**Aufgabe**. Wandle den Abschnitt der folgenden Zeilen von der Zeile mit „Outline every instance of the green“ bis zum Ende in eine JSON-Liste von Zeichenketten um, mit einer Zeichenkette pro Zeile und ohne Leerzeilen.

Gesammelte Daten
╔══
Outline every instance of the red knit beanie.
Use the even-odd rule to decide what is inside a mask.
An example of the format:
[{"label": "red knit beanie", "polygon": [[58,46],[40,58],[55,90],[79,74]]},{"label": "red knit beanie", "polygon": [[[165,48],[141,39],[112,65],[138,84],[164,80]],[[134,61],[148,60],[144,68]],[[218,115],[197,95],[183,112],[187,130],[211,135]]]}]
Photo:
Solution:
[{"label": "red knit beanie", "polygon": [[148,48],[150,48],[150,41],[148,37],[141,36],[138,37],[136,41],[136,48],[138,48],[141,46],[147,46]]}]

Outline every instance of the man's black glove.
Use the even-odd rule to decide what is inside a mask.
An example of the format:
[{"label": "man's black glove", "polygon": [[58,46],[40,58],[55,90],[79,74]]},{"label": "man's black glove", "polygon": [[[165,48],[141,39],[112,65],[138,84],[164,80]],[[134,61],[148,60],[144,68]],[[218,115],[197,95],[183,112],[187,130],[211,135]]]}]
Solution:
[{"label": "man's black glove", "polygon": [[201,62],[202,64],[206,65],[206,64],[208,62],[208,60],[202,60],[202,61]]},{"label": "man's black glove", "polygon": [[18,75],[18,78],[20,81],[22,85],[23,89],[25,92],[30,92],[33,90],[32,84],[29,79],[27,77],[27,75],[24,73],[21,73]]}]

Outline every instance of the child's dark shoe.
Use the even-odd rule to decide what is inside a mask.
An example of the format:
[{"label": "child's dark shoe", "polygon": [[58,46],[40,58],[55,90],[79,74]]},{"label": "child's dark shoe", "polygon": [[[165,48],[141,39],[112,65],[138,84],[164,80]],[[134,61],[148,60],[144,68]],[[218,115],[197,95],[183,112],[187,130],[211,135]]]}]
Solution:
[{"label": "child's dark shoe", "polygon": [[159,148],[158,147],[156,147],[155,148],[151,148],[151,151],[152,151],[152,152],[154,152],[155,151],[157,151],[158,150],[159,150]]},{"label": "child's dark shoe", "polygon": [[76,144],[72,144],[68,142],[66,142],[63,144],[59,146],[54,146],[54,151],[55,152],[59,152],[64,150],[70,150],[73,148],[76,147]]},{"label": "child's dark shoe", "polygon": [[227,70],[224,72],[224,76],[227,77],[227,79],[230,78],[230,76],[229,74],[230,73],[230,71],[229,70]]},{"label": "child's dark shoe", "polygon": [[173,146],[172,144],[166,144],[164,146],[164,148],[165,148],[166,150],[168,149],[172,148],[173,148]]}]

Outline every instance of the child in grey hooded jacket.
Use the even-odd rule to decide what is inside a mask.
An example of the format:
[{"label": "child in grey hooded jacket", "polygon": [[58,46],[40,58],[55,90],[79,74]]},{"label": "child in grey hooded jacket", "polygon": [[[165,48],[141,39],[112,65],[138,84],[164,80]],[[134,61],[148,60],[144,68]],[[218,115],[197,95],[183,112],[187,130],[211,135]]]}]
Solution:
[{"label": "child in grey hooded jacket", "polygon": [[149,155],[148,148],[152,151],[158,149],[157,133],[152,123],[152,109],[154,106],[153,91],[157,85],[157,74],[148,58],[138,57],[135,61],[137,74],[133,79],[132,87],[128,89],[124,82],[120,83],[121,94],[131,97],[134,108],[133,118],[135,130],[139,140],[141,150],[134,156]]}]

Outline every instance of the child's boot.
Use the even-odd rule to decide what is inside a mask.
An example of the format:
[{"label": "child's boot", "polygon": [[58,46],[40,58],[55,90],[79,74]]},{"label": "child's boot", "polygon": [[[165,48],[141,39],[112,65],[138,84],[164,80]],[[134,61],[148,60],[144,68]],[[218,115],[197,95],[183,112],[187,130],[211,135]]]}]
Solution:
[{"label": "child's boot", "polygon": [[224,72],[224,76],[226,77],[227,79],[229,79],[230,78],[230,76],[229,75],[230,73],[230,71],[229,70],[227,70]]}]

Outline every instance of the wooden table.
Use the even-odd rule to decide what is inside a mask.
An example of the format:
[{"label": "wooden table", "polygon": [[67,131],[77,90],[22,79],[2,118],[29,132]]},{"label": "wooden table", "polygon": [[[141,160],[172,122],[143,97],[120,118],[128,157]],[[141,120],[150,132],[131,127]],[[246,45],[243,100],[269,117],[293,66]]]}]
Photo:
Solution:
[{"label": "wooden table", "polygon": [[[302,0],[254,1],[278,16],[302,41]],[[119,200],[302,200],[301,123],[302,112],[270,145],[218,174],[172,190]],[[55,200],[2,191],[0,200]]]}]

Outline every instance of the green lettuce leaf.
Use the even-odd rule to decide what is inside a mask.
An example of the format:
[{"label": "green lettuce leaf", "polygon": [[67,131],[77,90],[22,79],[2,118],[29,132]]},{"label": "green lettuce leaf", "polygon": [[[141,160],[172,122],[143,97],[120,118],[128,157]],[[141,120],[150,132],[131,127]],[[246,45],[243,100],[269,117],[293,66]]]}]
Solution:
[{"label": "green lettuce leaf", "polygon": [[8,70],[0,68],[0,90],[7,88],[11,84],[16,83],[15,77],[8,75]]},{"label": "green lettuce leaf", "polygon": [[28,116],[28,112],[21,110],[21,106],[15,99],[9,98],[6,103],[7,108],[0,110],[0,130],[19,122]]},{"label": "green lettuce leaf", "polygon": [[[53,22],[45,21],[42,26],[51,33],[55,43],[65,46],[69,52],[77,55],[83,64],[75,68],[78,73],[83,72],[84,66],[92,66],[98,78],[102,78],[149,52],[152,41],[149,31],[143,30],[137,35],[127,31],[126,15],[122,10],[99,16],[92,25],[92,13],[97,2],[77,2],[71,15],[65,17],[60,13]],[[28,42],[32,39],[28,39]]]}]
╚══
**Antwort**.
[
  "Outline every instance of the green lettuce leaf.",
  "Use the even-odd rule to decide what is inside a mask.",
  "An example of the format:",
  "[{\"label\": \"green lettuce leaf\", \"polygon\": [[67,131],[77,90],[22,79],[2,118],[29,132]]},{\"label\": \"green lettuce leaf\", \"polygon\": [[[141,160],[172,122],[143,97],[120,118],[128,157]],[[141,120],[150,132],[131,127]],[[246,45],[243,100],[269,117],[293,66]]]}]",
  "Solution:",
  "[{\"label\": \"green lettuce leaf\", \"polygon\": [[8,70],[0,68],[0,90],[7,88],[11,84],[16,83],[15,77],[8,75]]},{\"label\": \"green lettuce leaf\", \"polygon\": [[28,116],[28,112],[21,110],[21,106],[15,99],[9,98],[6,103],[7,108],[0,110],[0,130],[19,122]]},{\"label\": \"green lettuce leaf\", \"polygon\": [[[53,22],[45,21],[42,26],[51,33],[55,43],[65,46],[69,52],[77,55],[83,64],[75,68],[78,73],[83,72],[84,66],[92,66],[98,78],[102,78],[149,52],[152,41],[149,31],[143,30],[137,35],[127,31],[126,15],[122,10],[99,16],[92,25],[92,13],[97,2],[77,2],[71,15],[65,17],[60,13]],[[28,42],[32,39],[28,39]]]}]"
]